====== RECORDS FOR THE TASK ======
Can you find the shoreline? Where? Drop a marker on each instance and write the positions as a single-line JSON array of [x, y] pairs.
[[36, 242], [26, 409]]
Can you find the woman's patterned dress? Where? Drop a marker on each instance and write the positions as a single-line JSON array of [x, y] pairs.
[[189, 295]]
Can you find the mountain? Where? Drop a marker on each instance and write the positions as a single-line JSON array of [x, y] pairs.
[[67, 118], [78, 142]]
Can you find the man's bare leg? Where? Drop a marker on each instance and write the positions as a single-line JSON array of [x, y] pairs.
======
● **TASK**:
Set every line of the data down again, word for word.

● **EXPECTED ANSWER**:
Can you find the shoreline? Where? Drop a marker on each instance and write the positions as a single-line JSON array of [x, y] pairs.
[[36, 242], [26, 409]]
Can you find the woman's patterned dress? Where? Drop a marker on each instance and write the positions as a single-line JSON array of [x, y] pairs.
[[189, 295]]
Can you find the mountain? Where? Drop a marker on each instance and write the positions as a single-line JSON array of [x, y] pairs.
[[67, 118], [78, 142]]
Can you find the man's bare leg? Where? Drop a marker on each instance and write the positions as a single-line JSON array of [x, y] pairs.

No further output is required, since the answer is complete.